◆ What is being asked ◆
Copy nothing but the text: repeat each entry exactly and drop the images.
────────────────────
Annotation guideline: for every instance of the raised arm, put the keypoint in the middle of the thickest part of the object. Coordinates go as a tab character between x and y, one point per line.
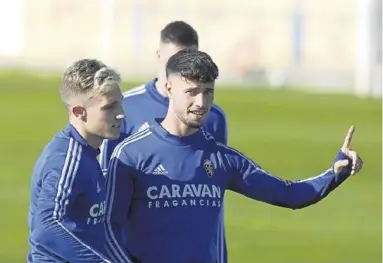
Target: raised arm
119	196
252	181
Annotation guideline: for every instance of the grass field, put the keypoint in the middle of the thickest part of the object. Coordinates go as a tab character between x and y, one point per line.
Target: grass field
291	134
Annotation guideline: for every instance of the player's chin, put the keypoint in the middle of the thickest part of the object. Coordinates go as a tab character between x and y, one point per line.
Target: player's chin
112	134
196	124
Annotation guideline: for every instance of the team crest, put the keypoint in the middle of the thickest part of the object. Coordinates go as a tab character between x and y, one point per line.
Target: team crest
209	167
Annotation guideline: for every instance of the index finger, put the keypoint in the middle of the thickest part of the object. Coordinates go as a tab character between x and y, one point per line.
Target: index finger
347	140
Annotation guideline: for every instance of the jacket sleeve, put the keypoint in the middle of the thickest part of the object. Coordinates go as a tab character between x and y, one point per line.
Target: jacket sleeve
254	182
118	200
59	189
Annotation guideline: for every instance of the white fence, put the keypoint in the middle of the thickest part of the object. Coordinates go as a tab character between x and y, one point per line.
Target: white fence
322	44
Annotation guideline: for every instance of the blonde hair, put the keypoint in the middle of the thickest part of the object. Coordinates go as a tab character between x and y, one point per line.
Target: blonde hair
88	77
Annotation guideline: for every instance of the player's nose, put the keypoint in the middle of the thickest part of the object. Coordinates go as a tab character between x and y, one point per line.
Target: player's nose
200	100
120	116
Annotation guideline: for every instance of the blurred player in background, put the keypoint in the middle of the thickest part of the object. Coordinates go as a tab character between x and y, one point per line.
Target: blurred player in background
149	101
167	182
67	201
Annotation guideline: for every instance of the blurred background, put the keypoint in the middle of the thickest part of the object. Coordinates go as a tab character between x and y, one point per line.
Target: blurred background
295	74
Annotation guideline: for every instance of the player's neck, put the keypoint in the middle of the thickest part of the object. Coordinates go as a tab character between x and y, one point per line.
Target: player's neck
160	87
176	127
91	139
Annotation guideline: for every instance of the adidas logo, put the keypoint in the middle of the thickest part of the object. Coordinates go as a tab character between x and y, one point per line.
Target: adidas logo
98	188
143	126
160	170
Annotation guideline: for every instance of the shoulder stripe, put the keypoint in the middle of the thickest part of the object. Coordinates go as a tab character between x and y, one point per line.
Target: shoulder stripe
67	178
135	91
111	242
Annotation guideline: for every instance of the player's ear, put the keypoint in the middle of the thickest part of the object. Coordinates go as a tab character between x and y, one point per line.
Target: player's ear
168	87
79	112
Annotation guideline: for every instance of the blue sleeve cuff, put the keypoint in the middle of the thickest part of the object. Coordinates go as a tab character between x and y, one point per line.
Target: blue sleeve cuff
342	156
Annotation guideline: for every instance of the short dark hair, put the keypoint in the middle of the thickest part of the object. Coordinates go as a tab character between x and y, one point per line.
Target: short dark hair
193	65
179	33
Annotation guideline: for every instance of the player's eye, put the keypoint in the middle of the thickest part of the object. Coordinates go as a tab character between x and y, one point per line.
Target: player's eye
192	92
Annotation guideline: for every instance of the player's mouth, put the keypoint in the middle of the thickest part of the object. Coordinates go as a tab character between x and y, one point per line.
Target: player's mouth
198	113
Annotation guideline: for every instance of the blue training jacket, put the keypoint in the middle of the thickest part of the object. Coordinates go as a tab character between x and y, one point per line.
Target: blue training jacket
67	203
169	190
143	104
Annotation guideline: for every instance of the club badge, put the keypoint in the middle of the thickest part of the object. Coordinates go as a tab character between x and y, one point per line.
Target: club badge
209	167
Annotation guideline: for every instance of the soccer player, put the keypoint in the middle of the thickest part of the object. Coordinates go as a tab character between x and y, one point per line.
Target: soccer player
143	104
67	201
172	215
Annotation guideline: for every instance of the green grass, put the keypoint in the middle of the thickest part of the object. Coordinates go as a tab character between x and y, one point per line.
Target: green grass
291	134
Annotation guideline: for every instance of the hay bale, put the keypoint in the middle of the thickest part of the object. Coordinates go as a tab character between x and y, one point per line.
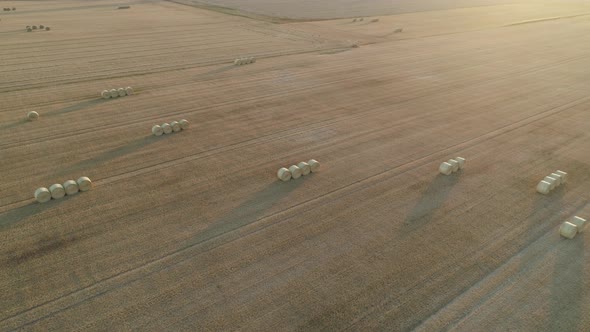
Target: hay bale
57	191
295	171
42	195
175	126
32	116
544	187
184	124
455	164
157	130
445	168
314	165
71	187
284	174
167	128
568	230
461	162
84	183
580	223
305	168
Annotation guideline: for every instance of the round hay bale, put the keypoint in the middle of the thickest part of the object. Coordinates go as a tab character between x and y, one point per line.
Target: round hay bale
────────────────────
◆ Answer for the task ◆
Annotation guideline: for every instance of the raised arm, put the keypoint in the middle of the thickest part of the object. Coordinates go as a tab character between x and y, one point per line.
Target: raised arm
119	196
252	181
Annotation guideline: for every instance of the grass field, put the keypoint in the middle of the thickest part of the object. Coordinates go as a tab character between x and y, one point per line.
Target: grass field
291	134
Annotation guideline: for every instance of the player's chin, put the keypoint in the middle of the thickest part of the object. Coordinates go as a tab character between x and y, one point per line.
Target: player's chin
112	134
196	124
Annotation guideline: for every instance of the team crest, put the keypoint in the middle of the thickest part of the object. Coordinates go as a tab character between x and y, one point per line.
Target: team crest
209	167
Annotation guideline: for every instance of the index finger, put the keypoint in the middle of the thickest part of the object. Coordinates go as a tab character between x and y, one point per line.
Target: index finger
347	140
Annotation guideline: for every instance of the jacket sleeve, put the keypoint in the middle of the thickest part of the object. Coordinates go as a tab character between x and y, one point per line.
Target: jacket sleeve
254	182
118	200
59	189
Annotation guideline: for every instance of the white fence, put the keypoint in the middle of the thickest part of the object. Coordinates go as a tab character between x and y, one point per line.
Target: white fence
322	44
Annotation guideline: for every instance of the blonde hair, put the keypoint in the middle of the thickest part of the object. Coordinates go as a tab character between x and y, one point per line.
Target: blonde hair
88	77
Annotation guideline: for every instance of the player's nose, put the keypoint in the middle of the thickest part of the object. Coordinates go as a tab character between x and y, one point per line.
Target: player's nose
200	100
120	116
Annotation guideline: for every instance of the blurred player in background, put the keypoint in the middle of the thickest part of the object. Coordinates go as a tab character between x and y, one point per line.
Target: blurred player in background
149	101
167	182
67	201
Annotation guideline: for every instance of the blurred background, put the keypoint in the middle of the thickest part of the object. Coordinates go as a tab character between x and y, one point per line.
Target: blurred background
295	74
Annotation guideline: for every instance of the player's neck, put the keypoint in the middle of the thickest part of the object. Coordinates go as a tab character between x and y, one point per line.
Target: player's neck
160	87
176	127
91	139
Annotation guideline: for every instance of the adidas logo, put the keypoint in the middle of the thickest part of the object. Coordinates go as a tab character between x and y, one point per line.
Target: adidas logo
98	188
143	126
160	170
Annotation guideline: for every instance of the shoulder stripe, put the keypoint in the middle of the thickest part of the object. Coordinates go as a tab character between x and y, one point per line.
Target: shoulder stripe
67	178
135	91
111	242
Annotation guideline: for every instance of the player's ear, put the keypoint in the middle of the thickest part of the object. Coordinates go as a tab character between x and y, one point per line.
Target: player's ear
168	87
79	112
Annotation guideline: for every instance of the blue sleeve cuff, put the keypoint in the middle of the thickest part of the object. Coordinates go as a tab character between x and y, one point per line.
Target: blue sleeve cuff
342	156
Annotation guideline: for every instance of the short dark hair, put the keypoint in the middle of the thickest part of the object. Coordinates go as a tab character between x and y, one point per line.
Target: short dark hair
193	65
179	33
Annotation guideline: for every instance of the player's eye, put the keypoint in the middle of the thickest part of the object. Coordinates go as a tab character between x and y, one point per line.
Target: player's eye
192	92
Annotation guideline: for every instance of the player's mouth, put the keypoint in the middle of the thickest part of the object. Coordinates go as a tab character between x and y, one point per line.
Target: player's mouth
198	113
Annotation guideline: for every instance of the blue training jacket, put the keypoint in the middle of the thickest part of the object. Coordinates go as a tab character between x and y, one point per line.
Target: blue training jacket
67	203
169	190
143	104
Annotation guideline: for every instance of the club badge, put the keypoint in the middle of the thickest part of the object. Coordinates go as a tab character between x and y, one point per line.
Target: club badge
209	167
Annotation guideline: for every instance of the soccer player, put the keypoint in the middle of the thickest part of the object. Coordinates go as a tab character between x and y, one point per line.
Target: soccer player
143	104
67	201
172	215
Annotation guideline: for every instance of the green grass, put the keypoint in the middle of the thickest part of the object. Coordinates go as a tab character between x and y, one point per line.
Target: green grass
291	134
Annotation guideline: for every instance of the hay bale, put the keypoint in the middle of the thickest part of the object. Coordinates go as a tab character between x and y, one point per line.
Target: hay bale
57	191
295	171
42	195
175	126
32	116
544	187
184	124
455	164
157	130
445	168
314	165
71	187
284	174
167	128
568	230
461	162
84	183
580	223
305	168
Annotation guideline: for every instance of the round hay bale, put the keypoint in the middle of the thickest part of the object. Coordinates go as a tab character between x and y, one point per line.
Target: round hay bale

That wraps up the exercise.